▸ About this exercise
Each line of the data must reappear exactly in your answer, with no images included.

[Dataset entries]
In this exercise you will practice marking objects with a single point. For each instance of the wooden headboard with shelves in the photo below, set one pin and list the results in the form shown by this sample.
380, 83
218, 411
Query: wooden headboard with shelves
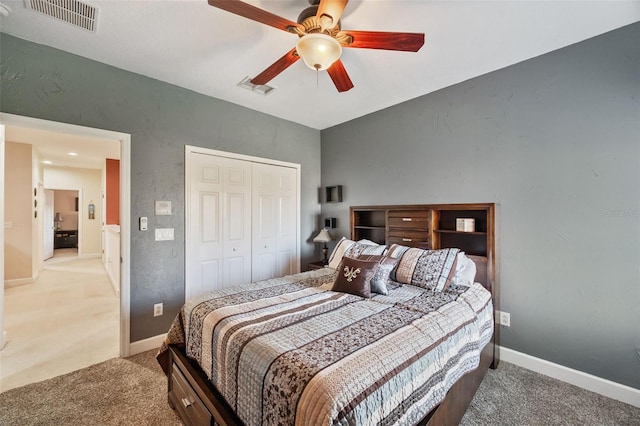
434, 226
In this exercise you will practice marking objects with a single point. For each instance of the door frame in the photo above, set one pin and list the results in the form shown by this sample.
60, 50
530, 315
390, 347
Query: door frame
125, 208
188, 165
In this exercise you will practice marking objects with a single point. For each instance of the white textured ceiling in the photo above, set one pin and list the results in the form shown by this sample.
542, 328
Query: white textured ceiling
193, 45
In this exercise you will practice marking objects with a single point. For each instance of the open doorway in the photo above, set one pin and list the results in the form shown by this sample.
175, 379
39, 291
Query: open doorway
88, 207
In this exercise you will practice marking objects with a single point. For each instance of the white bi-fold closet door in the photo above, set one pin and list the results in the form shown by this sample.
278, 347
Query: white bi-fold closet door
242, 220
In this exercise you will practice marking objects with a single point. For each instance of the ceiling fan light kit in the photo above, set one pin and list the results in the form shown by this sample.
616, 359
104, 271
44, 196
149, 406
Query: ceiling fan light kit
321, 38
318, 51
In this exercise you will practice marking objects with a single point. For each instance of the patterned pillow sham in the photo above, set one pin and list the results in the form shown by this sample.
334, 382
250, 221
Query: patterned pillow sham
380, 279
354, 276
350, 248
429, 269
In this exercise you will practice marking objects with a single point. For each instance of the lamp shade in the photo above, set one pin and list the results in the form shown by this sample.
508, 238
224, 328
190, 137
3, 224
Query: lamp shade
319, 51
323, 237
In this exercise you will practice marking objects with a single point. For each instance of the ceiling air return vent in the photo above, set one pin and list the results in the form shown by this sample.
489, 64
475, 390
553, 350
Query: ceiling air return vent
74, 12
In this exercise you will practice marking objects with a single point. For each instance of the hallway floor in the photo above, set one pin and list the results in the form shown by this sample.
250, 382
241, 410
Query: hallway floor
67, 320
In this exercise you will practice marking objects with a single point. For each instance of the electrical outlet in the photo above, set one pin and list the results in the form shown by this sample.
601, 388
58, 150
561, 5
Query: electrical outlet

▸ Task solution
In this exercise you will practice marking objects with a single point. For each instance of the wooden headboard with shelves in the photo below, set one pin and list the results in the form shown by this sample.
380, 83
218, 411
Query: wooden headboard with shelves
434, 226
In this exercise you will practice marking objects with a single point. For each instance of the door frame in the photo above, set one pin and list the results in the form shown by this sample.
60, 50
530, 315
390, 347
Query: door frame
125, 208
188, 165
In this exercise you will practice marking objects with a single point. For each instance of the white textured ceiling in the photo above, set one pin and list the results in the form shown by this sample.
542, 328
Query: white textured ceiling
193, 45
In this exercise you will practice marking objects with a single point. For each instance of the open doorway in the photo above, set one pin and list the results in the form shown by this sample.
175, 379
39, 291
Query: open doorway
88, 207
In this exercise you will practice marking objects with a single point. For each instance of the white bi-fold closet door in the photo above, set one pin and list the results in the form shown by this sample.
278, 347
Query: white bi-fold closet door
242, 220
In this exercise you will practice marking objects with a single point. For each instance of the ceiling fan light kit in the photo above, set one pin and list the results in the form shown by this sample.
616, 359
104, 271
44, 196
149, 406
Query: ceiling fan light kit
321, 38
318, 51
In this exercise you will practice marking objects with a single point. For each instance of the patterned pillow sham in the photo above, set one pin and list the results in the form shown by this sample.
334, 382
250, 221
Query: patterned pillow sham
380, 279
354, 276
350, 248
429, 269
In this exercise you will practice marking objects with a single point. For each instance of the lamp shade in the photo above, set one pin and list the results in the form shown by this sample.
508, 238
224, 328
190, 137
3, 224
Query: lamp shade
319, 51
323, 237
In this exercise you will practice marking objects with a single point. For each instance of the ceiling air return vent in the photo above, set one pin and list the results in the form shown by this sample.
489, 64
475, 390
553, 350
Query: ceiling air return vent
74, 12
In this exercise you will practice marking objects with a single point. For each instance of the hallway floor in the photo above, set one pin and list the results in the form shown by this sample.
250, 382
241, 410
Query: hallway floor
67, 320
In this exercise you will practice marking objects with a single point. For each instance of the electrical outlet in the photo above, set one pin and list the results in the form shown by this sample.
601, 388
58, 150
561, 5
Query: electrical outlet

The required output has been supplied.